▸ **Reading text**
I wanted to take something along with me as a gift for the children of Owego but I didn't know what would really be appropriate.  As I was explaining my trip plans to the students in one of my classes at Lincoln Elementary here in Hutch as well as telling them about the flood in Tioga County, one of the kids asked a very good question.


"Did the floods take away the library books Mrs. Miller?  Do the kids have books to read?", one asked me.  


Well, one thing led to another and before I knew it I had made a call to the Coburn Free Library in Owego to ask just that question.  The librarian told me that the damage in the library had been limited to the collection in the basement, but "yes" they would be glad for the offering of some new children's books.  So, tucked into my backpacks were a dozen or so copies of books that some of my students here in Kansas helped me to pick out.  Oh and yes, the flat people.


I enlisted the help of a dear friend, and colleague at Lincoln Elementary where I teach here in Hutchinson, to have her students make "mini-replicas" of themselves, otherwise known as "flat people". (thanks to my good friend and their teacher, Pat Lillard)  I would pack the 15 "pretend" kids into my back packs as well and take them along to New York with me. Once there, they would in turn be given to people who patronized the library along with a letter with my name and address in case they would choose to write us back and their very own Kansas postcard.  Our hope was to make new friends and somehow in some very small way to let the people of Owego, especially the children, know that 2,000 miles away, far out in the middle of the United States, there were school kids in the town of Hutchinson, Kansas who had compassion for them and wanted them to know that they cared.  


With all of the other things that have happened for me this summer, I kind of had forgotten about the chance to hear back from people if they should "adopt" one of the "flat people" that  I  had left with the librarians that rainy evening, now nearly 2 months ago.  Receiving the letter in today's mail lifted my tired spirits and made me very happy to be able to know that someone was a recipient of the children's act of kindness.

▸ **Task a**
Reproduce the whole story about the flat people and the Owego library word for word.

▸ **Records supplied**
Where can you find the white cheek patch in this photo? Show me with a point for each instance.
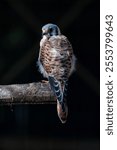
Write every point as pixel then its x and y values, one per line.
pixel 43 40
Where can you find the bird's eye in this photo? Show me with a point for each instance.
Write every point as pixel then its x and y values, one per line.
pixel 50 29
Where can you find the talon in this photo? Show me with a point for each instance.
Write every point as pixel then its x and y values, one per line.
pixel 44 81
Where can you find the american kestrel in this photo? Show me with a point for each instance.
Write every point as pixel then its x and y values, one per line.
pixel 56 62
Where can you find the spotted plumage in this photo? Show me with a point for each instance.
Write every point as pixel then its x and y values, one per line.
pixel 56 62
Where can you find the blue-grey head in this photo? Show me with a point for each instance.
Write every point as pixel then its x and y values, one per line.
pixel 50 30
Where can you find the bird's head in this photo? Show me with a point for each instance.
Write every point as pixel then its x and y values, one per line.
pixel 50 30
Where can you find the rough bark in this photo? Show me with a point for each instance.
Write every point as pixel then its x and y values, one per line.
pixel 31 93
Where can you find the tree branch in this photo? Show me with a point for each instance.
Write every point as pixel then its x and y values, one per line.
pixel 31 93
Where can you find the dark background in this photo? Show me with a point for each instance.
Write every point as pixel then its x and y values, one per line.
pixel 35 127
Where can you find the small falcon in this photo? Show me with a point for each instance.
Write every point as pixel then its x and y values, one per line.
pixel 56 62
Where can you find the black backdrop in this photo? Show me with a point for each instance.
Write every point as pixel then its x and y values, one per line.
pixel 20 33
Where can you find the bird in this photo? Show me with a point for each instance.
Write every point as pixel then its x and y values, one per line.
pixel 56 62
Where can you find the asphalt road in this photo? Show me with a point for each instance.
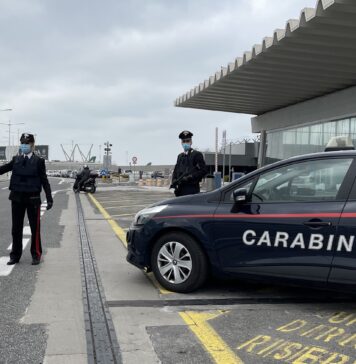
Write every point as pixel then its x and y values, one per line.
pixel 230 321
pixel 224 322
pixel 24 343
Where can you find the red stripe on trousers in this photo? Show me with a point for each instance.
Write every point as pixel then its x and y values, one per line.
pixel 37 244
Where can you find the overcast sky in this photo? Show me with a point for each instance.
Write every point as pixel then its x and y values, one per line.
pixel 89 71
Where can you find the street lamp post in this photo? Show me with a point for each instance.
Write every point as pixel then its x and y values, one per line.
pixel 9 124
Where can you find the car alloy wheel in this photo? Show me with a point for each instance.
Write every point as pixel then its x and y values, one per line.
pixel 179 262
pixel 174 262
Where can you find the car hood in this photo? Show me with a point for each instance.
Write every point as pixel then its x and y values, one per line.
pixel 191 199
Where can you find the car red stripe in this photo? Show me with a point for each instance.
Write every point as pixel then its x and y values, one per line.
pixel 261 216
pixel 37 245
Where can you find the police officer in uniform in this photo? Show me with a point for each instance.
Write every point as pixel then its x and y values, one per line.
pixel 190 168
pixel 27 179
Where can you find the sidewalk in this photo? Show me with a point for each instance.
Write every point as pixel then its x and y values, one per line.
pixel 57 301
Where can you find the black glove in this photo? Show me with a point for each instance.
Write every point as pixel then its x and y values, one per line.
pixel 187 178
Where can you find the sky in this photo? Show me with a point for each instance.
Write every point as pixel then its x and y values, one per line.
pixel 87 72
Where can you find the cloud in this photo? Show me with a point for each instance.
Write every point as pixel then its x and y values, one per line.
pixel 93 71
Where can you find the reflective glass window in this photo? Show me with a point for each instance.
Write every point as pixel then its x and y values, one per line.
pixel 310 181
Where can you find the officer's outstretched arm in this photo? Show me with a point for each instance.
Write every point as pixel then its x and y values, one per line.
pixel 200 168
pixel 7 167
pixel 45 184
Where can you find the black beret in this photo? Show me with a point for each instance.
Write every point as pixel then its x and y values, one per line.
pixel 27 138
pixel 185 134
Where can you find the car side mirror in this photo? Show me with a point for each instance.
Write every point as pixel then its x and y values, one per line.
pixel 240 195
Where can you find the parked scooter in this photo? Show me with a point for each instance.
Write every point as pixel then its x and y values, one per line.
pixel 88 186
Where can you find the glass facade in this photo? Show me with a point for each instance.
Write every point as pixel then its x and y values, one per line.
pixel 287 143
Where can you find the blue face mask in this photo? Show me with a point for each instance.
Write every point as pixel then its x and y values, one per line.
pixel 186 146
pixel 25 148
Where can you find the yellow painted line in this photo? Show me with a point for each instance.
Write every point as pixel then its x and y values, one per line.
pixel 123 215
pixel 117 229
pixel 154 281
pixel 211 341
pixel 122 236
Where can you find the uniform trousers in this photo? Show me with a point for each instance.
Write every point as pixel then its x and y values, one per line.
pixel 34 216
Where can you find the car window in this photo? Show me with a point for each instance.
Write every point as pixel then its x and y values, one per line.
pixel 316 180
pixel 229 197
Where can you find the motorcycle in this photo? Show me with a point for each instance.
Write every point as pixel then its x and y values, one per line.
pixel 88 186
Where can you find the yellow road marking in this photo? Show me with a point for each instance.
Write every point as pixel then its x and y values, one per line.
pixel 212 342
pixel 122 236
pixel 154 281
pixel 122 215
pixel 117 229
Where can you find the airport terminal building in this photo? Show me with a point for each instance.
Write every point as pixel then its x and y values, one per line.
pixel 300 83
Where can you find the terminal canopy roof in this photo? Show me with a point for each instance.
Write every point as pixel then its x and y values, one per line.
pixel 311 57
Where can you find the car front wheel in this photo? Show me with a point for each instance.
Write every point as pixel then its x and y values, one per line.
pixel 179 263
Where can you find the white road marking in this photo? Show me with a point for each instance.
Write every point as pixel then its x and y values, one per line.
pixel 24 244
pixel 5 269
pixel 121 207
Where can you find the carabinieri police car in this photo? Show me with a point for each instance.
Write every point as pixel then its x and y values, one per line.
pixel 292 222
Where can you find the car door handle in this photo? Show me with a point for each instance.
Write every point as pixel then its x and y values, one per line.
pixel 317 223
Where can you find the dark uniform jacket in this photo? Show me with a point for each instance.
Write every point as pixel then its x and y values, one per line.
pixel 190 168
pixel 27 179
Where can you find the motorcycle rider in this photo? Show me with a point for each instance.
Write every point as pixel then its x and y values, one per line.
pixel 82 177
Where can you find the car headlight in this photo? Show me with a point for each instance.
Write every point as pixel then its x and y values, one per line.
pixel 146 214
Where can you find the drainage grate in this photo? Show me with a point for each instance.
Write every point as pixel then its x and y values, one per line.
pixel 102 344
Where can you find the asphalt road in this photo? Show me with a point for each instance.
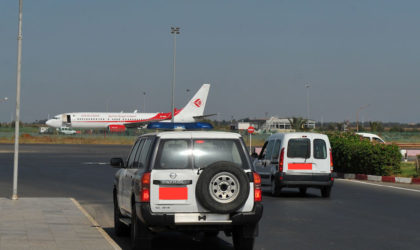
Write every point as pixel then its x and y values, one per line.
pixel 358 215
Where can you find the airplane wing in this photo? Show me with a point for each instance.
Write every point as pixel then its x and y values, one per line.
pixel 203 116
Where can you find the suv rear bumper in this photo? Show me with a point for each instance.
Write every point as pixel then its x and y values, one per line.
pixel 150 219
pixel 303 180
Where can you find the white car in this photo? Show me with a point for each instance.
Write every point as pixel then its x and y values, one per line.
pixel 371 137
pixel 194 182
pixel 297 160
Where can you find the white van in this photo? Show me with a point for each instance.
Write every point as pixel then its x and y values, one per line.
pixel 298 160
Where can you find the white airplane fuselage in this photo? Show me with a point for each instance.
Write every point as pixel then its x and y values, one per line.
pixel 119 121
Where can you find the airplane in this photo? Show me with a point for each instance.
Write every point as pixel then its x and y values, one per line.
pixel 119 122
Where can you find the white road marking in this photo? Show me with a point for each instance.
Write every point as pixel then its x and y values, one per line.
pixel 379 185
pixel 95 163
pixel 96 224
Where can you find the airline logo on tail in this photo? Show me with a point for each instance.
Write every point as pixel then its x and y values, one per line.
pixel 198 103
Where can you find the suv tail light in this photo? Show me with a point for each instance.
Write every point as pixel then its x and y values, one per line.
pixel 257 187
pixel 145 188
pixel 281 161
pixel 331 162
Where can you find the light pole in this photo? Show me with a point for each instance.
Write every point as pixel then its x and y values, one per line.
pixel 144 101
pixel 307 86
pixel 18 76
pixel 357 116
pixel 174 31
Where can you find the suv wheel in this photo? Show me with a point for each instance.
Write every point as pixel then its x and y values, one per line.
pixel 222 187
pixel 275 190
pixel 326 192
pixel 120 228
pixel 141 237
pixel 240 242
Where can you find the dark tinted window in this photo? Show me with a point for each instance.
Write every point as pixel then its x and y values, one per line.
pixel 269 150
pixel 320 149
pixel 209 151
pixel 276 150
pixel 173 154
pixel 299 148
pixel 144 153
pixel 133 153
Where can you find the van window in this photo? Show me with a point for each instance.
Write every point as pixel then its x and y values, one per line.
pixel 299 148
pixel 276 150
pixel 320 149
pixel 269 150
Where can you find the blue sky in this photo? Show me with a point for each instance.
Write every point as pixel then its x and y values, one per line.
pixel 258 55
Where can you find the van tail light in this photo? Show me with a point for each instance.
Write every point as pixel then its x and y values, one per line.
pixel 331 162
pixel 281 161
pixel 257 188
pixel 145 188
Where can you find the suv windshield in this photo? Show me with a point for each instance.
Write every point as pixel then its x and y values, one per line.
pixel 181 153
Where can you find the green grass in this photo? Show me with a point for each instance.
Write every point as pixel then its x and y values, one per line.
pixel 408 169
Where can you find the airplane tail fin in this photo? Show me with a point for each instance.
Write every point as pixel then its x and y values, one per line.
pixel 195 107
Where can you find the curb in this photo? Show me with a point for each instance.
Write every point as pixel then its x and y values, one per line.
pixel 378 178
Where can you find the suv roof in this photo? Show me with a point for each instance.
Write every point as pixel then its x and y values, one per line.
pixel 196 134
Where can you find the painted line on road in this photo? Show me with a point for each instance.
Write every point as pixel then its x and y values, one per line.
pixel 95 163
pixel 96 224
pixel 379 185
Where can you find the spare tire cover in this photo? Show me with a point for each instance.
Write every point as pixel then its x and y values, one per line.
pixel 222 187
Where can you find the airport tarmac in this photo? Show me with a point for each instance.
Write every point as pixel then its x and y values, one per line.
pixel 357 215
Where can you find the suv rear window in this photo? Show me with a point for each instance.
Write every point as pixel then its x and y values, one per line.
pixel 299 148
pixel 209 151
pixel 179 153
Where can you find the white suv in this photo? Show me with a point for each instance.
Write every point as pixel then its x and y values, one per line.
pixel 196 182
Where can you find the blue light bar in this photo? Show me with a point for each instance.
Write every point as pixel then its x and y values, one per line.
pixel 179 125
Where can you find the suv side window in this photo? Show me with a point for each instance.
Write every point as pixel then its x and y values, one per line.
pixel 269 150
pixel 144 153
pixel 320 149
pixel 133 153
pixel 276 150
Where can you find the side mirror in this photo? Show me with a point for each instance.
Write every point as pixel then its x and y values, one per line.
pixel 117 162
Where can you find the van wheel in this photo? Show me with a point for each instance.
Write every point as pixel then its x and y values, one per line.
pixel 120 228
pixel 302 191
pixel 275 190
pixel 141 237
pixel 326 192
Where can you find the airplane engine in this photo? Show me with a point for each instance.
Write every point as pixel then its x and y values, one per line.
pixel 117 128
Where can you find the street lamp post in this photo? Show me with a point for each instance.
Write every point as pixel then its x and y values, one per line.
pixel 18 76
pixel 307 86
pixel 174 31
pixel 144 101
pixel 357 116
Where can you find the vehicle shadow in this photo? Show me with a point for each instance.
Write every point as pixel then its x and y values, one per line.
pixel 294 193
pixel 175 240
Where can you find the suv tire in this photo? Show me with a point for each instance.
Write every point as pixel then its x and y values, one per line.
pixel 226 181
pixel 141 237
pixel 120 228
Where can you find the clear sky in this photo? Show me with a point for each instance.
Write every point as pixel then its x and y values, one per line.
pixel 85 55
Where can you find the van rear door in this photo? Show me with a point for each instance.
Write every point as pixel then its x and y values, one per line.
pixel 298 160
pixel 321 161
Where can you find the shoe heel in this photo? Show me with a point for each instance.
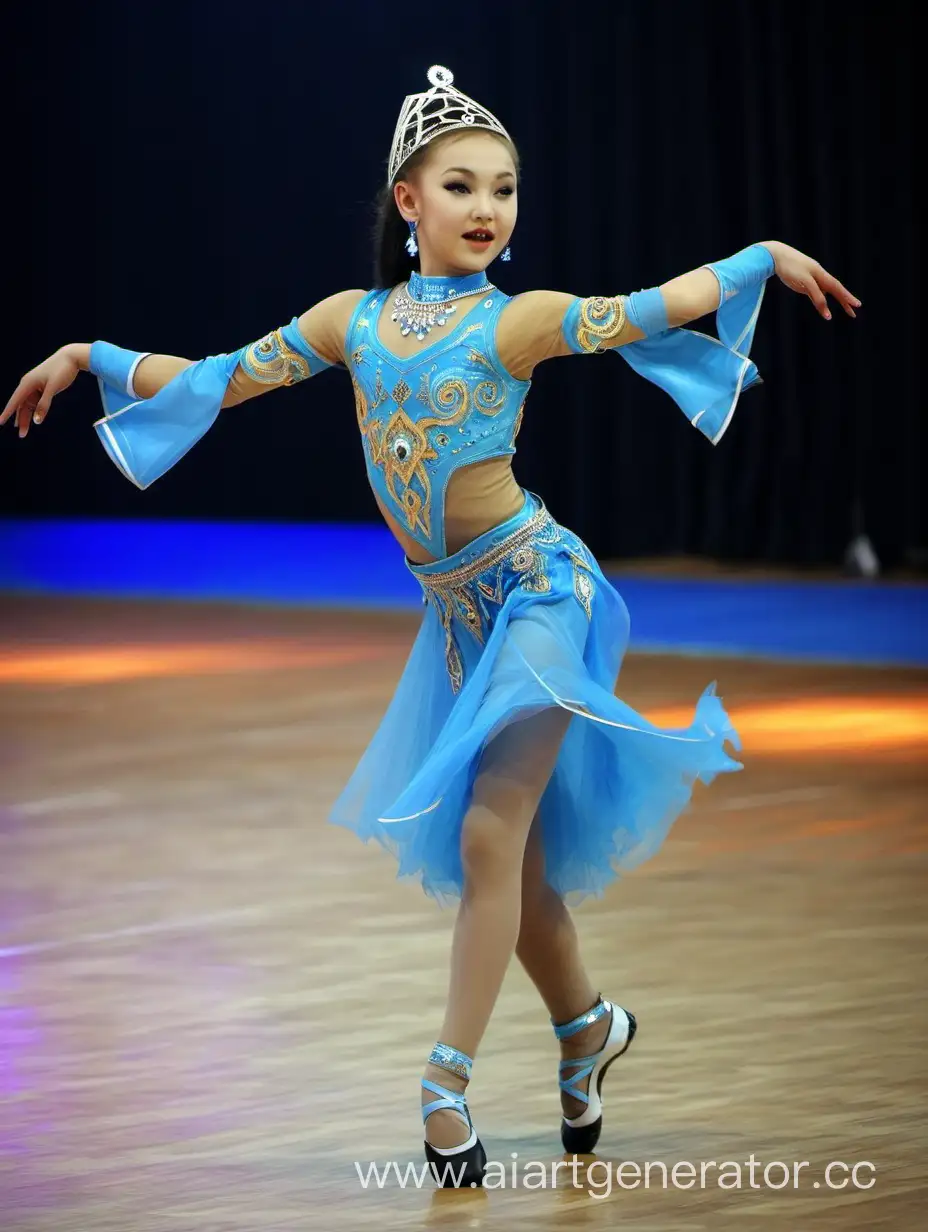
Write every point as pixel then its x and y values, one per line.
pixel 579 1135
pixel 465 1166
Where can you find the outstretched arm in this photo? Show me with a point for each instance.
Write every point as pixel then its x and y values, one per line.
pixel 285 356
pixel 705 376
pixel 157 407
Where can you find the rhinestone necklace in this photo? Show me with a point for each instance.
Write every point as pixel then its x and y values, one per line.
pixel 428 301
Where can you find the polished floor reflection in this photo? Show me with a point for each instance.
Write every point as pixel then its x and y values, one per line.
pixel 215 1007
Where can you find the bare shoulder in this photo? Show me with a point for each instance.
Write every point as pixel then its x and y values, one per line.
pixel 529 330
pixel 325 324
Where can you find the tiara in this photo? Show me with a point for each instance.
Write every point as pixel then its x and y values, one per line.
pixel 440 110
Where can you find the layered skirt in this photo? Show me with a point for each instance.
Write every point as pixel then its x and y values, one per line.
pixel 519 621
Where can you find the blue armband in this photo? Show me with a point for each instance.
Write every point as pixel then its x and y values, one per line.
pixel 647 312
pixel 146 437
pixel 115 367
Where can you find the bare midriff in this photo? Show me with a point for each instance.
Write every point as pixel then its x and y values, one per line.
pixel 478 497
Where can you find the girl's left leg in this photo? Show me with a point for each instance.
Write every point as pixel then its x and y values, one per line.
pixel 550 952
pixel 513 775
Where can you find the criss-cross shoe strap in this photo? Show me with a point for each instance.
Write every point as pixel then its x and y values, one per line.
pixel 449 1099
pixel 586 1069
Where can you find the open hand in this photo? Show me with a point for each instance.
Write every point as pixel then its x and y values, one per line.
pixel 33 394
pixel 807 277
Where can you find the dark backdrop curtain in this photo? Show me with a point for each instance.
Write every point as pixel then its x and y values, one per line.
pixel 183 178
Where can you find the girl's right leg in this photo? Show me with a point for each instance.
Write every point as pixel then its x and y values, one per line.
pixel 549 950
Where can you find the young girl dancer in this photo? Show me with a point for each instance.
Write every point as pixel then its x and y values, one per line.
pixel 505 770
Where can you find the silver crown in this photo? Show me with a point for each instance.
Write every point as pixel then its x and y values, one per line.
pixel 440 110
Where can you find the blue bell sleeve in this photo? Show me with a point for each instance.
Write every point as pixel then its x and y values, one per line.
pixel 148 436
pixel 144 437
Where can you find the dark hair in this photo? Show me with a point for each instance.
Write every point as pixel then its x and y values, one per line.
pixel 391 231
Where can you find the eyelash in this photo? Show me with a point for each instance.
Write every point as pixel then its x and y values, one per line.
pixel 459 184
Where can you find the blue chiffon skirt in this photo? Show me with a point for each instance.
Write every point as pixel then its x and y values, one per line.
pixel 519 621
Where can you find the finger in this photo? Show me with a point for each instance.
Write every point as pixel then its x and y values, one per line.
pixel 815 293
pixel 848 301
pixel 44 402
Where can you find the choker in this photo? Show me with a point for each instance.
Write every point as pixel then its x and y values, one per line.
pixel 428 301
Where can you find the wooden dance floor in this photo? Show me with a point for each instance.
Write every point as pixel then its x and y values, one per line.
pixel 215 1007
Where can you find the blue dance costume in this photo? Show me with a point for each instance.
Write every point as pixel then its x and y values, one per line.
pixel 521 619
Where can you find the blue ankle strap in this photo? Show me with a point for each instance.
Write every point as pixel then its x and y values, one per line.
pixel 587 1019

▸ **Task b**
From the rows, give as a numbered list the lines starting at the one that contains "Where can you find the terminal" and ending after the one that contains "pixel 203 116", with both of those included. Leave out blank lines and pictures.

▸ **Task answer a**
I wanted to take something along with me as a gift for the children of Owego but I didn't know what would really be appropriate.  As I was explaining my trip plans to the students in one of my classes at Lincoln Elementary here in Hutch as well as telling them about the flood in Tioga County, one of the kids asked a very good question.


"Did the floods take away the library books Mrs. Miller?  Do the kids have books to read?", one asked me.  


Well, one thing led to another and before I knew it I had made a call to the Coburn Free Library in Owego to ask just that question.  The librarian told me that the damage in the library had been limited to the collection in the basement, but "yes" they would be glad for the offering of some new children's books.  So, tucked into my backpacks were a dozen or so copies of books that some of my students here in Kansas helped me to pick out.  Oh and yes, the flat people.


I enlisted the help of a dear friend, and colleague at Lincoln Elementary where I teach here in Hutchinson, to have her students make "mini-replicas" of themselves, otherwise known as "flat people". (thanks to my good friend and their teacher, Pat Lillard)  I would pack the 15 "pretend" kids into my back packs as well and take them along to New York with me. Once there, they would in turn be given to people who patronized the library along with a letter with my name and address in case they would choose to write us back and their very own Kansas postcard.  Our hope was to make new friends and somehow in some very small way to let the people of Owego, especially the children, know that 2,000 miles away, far out in the middle of the United States, there were school kids in the town of Hutchinson, Kansas who had compassion for them and wanted them to know that they cared.  


With all of the other things that have happened for me this summer, I kind of had forgotten about the chance to hear back from people if they should "adopt" one of the "flat people" that  I  had left with the librarians that rainy evening, now nearly 2 months ago.  Receiving the letter in today's mail lifted my tired spirits and made me very happy to be able to know that someone was a recipient of the children's act of kindness.

▸ **Task answer b**
1. Where can you find the terminal canopy roof in this photo? Show me with a point for each instance.
2. Write every point as pixel then its x and y values, one per line.
3. pixel 311 57
4. Where can you find the car front wheel in this photo? Show me with a point for each instance.
5. Write every point as pixel then its x and y values, one per line.
6. pixel 179 263
7. Where can you find the white road marking in this photo? Show me with a point for each instance.
8. Write every point as pixel then its x and y values, one per line.
9. pixel 24 244
10. pixel 5 269
11. pixel 121 207
12. Where can you find the carabinieri police car in this photo? Show me with a point for each instance.
13. Write every point as pixel then its x and y values, one per line.
14. pixel 292 222
15. Where can you find the car door handle in this photo? Show me with a point for each instance.
16. Write every point as pixel then its x and y values, one per line.
17. pixel 317 223
18. Where can you find the dark uniform jacket in this photo? Show me with a point for each instance.
19. Write every point as pixel then its x and y values, one per line.
20. pixel 190 168
21. pixel 27 179
22. Where can you find the motorcycle rider in this photo? Show me with a point for each instance.
23. Write every point as pixel then its x and y values, one per line.
24. pixel 82 177
25. Where can you find the car headlight in this photo? Show me with a point for each instance.
26. Write every point as pixel then its x and y values, one per line.
27. pixel 146 214
28. Where can you find the drainage grate in this photo? Show me with a point for each instance.
29. Write every point as pixel then its x and y values, one per line.
30. pixel 102 344
31. Where can you find the asphalt road in this photo? Show me with a point for each instance.
32. Write every point as pixel then its x and y values, one per line.
33. pixel 358 215
34. Where can you find the airplane wing in this photo? Show me with a point for each instance.
35. Write every point as pixel then its x and y values, one per line.
36. pixel 203 116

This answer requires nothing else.